Exercise
Copy every one of the records below word for word, leaving out the pictures.

Rows
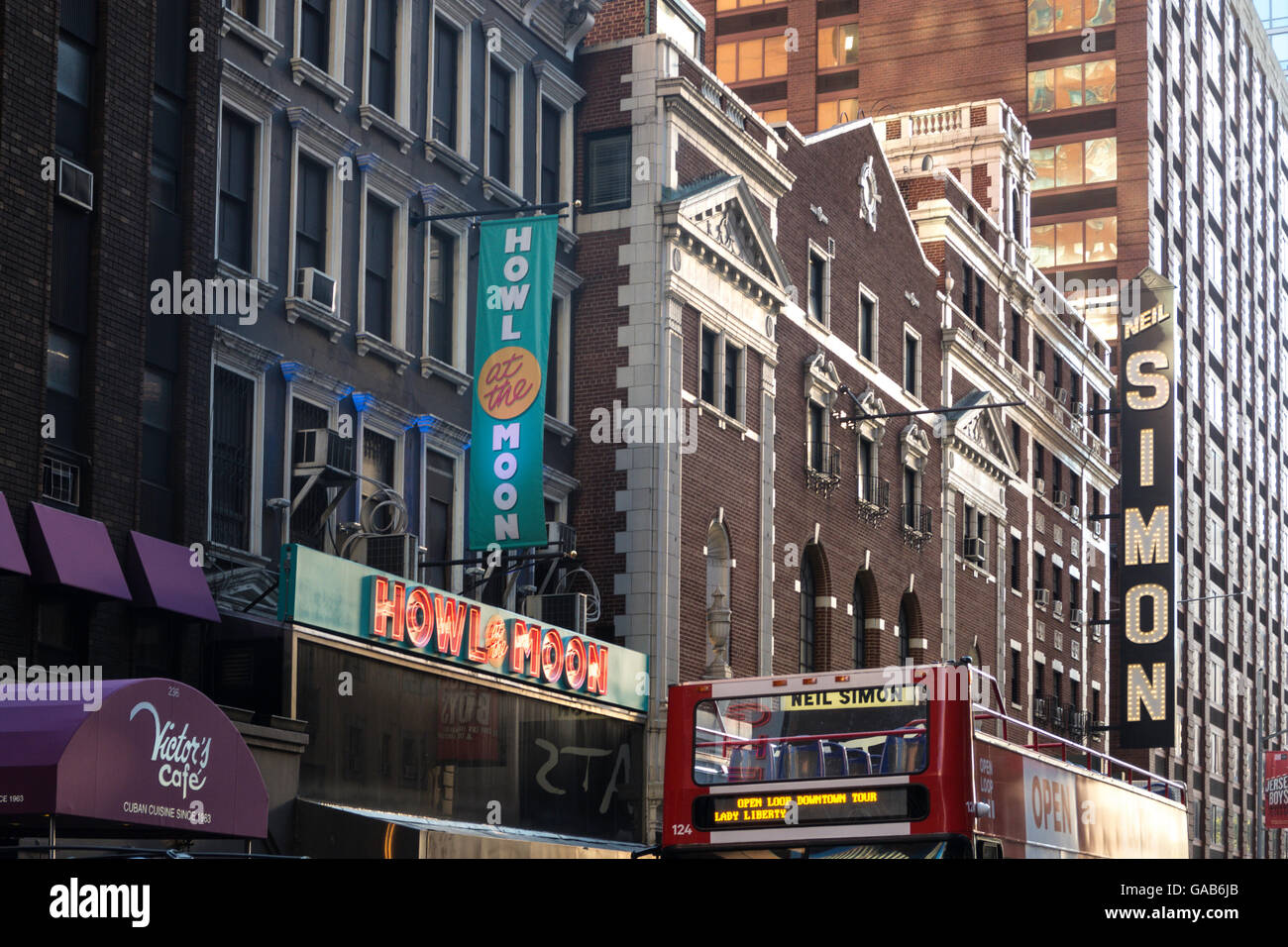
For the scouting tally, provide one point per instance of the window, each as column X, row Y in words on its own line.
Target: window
column 818, row 286
column 310, row 209
column 442, row 275
column 816, row 437
column 316, row 33
column 446, row 65
column 837, row 46
column 859, row 625
column 236, row 191
column 246, row 9
column 156, row 416
column 678, row 27
column 498, row 151
column 381, row 52
column 1073, row 86
column 868, row 486
column 911, row 364
column 868, row 328
column 975, row 535
column 1074, row 163
column 75, row 85
column 911, row 497
column 62, row 386
column 806, row 613
column 1059, row 16
column 733, row 379
column 552, row 149
column 305, row 526
column 378, row 277
column 906, row 631
column 554, row 357
column 741, row 60
column 439, row 486
column 708, row 367
column 836, row 112
column 608, row 170
column 232, row 433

Complete output
For the scouting tally, provide one point per instance of the window, each as column X, row Y in words on its own line.
Target: window
column 818, row 286
column 310, row 209
column 442, row 275
column 816, row 437
column 316, row 33
column 446, row 65
column 837, row 46
column 859, row 625
column 236, row 191
column 246, row 9
column 156, row 416
column 678, row 27
column 498, row 151
column 381, row 52
column 1073, row 86
column 868, row 486
column 911, row 364
column 868, row 328
column 975, row 535
column 1074, row 163
column 75, row 85
column 911, row 497
column 62, row 386
column 806, row 613
column 1059, row 16
column 733, row 379
column 552, row 149
column 305, row 526
column 378, row 277
column 906, row 631
column 554, row 357
column 741, row 60
column 439, row 486
column 708, row 367
column 836, row 112
column 608, row 170
column 232, row 433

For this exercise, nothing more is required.